◆ Written request ◆
State how many lines in the records below contain the string "pink", matching case exactly. Give only the number.

— start of Listed entries —

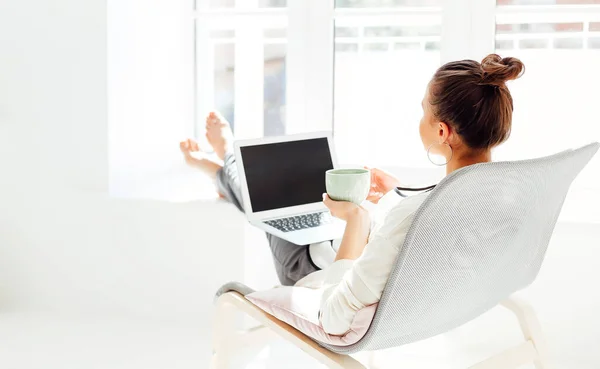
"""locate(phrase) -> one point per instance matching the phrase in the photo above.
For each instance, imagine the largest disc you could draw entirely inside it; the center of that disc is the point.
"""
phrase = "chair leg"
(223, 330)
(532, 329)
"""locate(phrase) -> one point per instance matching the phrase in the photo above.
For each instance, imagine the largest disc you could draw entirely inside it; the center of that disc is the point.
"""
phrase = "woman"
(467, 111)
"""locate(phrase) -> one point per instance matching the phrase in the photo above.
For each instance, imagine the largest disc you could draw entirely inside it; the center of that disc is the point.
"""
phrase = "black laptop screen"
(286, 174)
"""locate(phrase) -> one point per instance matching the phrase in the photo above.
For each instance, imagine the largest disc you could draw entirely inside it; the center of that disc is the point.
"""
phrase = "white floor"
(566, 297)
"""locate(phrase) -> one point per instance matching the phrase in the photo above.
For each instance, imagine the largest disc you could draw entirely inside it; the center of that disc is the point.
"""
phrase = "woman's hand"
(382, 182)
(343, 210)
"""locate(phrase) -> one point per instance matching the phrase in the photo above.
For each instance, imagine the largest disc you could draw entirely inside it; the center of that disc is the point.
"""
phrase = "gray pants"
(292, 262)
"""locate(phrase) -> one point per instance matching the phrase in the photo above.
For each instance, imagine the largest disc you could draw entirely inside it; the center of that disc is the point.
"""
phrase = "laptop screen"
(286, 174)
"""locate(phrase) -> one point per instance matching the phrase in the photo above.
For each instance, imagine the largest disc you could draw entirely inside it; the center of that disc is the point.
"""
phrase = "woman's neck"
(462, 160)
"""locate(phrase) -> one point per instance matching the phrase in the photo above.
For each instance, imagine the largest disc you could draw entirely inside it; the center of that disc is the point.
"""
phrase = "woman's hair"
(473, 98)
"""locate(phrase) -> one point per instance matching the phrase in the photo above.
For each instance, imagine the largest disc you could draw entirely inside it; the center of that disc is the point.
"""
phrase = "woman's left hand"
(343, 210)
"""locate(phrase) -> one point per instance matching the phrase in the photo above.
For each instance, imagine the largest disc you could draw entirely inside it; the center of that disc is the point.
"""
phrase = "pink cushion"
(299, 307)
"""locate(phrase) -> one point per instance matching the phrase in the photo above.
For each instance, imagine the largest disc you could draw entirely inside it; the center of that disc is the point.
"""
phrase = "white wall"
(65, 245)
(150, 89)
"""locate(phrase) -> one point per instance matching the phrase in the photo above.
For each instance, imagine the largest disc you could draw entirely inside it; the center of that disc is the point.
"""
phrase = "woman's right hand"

— end of Listed entries —
— start of Listed entries —

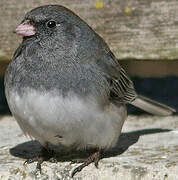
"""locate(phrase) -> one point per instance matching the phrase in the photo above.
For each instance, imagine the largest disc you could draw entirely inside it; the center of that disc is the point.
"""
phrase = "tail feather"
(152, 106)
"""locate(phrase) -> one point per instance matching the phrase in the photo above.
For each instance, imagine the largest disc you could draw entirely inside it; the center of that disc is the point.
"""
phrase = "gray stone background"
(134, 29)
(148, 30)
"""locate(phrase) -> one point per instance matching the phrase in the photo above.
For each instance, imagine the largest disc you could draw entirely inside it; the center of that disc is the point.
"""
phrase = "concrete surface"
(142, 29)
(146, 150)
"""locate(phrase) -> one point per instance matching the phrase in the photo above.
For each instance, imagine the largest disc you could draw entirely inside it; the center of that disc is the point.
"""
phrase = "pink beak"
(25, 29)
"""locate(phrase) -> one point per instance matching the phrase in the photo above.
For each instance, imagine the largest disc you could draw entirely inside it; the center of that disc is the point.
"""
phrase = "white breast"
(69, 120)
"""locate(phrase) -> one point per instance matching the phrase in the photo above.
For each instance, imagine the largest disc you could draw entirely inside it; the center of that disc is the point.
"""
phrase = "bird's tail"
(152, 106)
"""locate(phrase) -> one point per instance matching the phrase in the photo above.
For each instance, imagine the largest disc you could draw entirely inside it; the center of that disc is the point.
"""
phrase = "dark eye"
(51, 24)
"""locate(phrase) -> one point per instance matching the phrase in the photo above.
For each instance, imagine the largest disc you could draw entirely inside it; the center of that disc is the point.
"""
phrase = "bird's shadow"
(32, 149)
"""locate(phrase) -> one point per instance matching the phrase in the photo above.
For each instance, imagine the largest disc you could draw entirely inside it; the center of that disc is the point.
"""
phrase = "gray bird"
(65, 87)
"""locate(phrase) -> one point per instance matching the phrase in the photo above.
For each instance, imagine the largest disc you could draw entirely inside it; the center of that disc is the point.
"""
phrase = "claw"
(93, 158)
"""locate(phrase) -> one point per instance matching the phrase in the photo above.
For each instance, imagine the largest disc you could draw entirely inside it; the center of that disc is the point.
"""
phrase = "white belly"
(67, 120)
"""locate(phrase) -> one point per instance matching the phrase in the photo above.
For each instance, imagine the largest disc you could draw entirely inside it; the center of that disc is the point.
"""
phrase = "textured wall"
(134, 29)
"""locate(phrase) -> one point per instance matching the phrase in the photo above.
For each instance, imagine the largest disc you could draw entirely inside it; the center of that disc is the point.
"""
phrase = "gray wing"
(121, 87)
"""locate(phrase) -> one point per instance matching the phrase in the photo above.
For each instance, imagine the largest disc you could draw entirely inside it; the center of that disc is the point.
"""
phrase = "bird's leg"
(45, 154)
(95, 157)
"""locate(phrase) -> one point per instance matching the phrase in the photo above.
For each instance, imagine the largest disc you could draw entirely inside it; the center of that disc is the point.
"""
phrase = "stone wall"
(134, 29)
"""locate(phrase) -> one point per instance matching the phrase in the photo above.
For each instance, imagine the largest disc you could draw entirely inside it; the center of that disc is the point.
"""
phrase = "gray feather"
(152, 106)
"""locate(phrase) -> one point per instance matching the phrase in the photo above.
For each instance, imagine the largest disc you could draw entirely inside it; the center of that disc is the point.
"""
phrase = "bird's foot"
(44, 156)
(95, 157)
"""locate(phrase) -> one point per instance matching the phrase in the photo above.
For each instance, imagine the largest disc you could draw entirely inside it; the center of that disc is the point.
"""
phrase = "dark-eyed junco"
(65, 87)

— end of Listed entries —
— start of Listed entries —

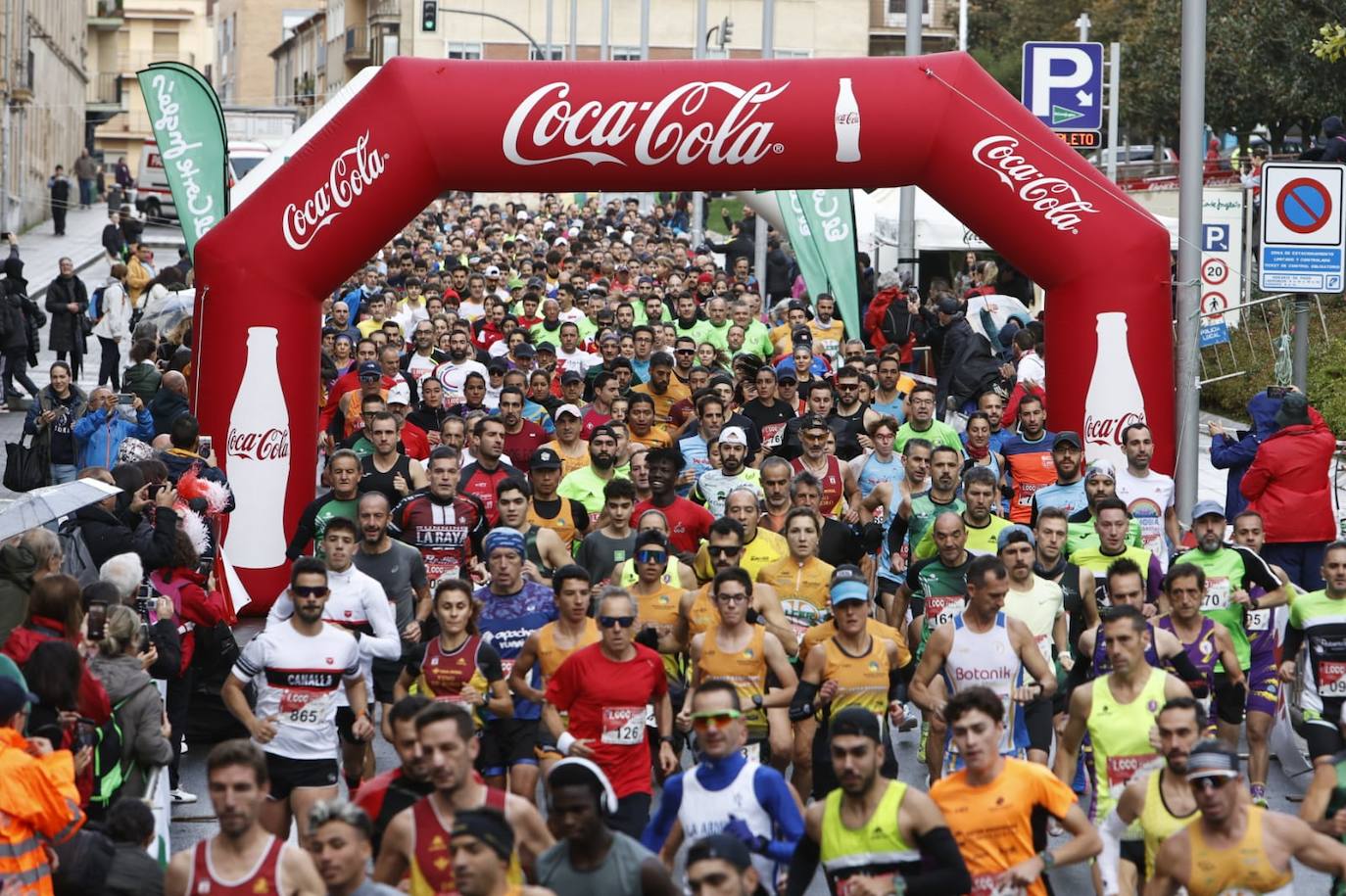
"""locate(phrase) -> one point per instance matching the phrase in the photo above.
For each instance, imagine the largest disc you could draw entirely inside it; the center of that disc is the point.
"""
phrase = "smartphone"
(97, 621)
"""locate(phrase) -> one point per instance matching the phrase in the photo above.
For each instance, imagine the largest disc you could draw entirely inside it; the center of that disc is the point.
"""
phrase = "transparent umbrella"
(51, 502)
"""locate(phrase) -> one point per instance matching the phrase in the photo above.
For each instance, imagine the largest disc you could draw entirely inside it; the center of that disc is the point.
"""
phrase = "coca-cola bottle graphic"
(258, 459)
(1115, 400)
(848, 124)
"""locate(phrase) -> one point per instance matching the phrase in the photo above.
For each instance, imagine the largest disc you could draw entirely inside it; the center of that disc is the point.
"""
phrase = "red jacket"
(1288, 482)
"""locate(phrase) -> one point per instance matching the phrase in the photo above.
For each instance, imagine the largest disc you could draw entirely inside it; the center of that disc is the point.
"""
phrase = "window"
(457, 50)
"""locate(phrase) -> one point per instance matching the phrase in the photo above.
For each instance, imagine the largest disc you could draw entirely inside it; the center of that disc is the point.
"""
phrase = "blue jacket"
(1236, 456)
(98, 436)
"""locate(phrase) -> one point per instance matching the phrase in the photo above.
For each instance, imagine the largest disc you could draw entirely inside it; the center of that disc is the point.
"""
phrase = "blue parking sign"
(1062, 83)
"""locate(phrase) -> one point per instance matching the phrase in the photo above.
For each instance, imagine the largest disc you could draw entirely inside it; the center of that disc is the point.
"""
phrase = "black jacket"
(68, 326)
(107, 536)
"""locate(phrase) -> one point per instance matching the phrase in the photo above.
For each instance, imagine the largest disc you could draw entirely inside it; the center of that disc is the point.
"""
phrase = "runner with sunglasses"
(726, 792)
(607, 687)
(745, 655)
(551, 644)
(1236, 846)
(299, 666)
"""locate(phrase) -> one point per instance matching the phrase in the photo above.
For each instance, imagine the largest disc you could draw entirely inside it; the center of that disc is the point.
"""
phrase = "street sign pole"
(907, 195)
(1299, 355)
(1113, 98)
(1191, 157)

— end of Listed entries —

◆ Completed task ◆
2